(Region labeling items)

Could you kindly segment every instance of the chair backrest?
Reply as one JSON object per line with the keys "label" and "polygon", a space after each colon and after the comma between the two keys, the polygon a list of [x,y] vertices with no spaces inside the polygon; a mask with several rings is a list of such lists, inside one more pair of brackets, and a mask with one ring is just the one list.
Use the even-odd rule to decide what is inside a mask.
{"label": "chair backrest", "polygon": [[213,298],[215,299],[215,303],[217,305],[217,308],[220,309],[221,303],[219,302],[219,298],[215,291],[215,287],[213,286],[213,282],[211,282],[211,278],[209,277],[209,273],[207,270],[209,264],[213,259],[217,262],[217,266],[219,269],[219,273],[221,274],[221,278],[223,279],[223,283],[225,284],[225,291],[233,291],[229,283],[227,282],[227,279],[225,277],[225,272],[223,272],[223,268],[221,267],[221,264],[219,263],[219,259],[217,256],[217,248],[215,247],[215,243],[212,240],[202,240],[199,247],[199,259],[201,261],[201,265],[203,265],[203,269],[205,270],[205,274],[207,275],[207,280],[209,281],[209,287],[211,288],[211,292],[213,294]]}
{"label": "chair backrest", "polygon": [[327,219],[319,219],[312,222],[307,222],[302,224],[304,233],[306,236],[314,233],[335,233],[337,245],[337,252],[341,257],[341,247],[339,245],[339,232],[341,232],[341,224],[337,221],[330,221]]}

EXERCISE BRIEF:
Copy the rows word for word, starting with the first row and going on through the row that contains "Use the even-odd".

ANSWER TO THE EXERCISE:
Could you kindly segment every instance of the chair backrest?
Reply as one JSON object per line with the keys "label" and "polygon", a space after each colon and after the comma between the two keys, the polygon a list of [x,y] vertices with no spaces inside the polygon; a mask with several rings is a list of such lists, inside one more pair of brackets, and a mask with one ring is just the one list.
Use the even-odd rule to decide what is inside a mask.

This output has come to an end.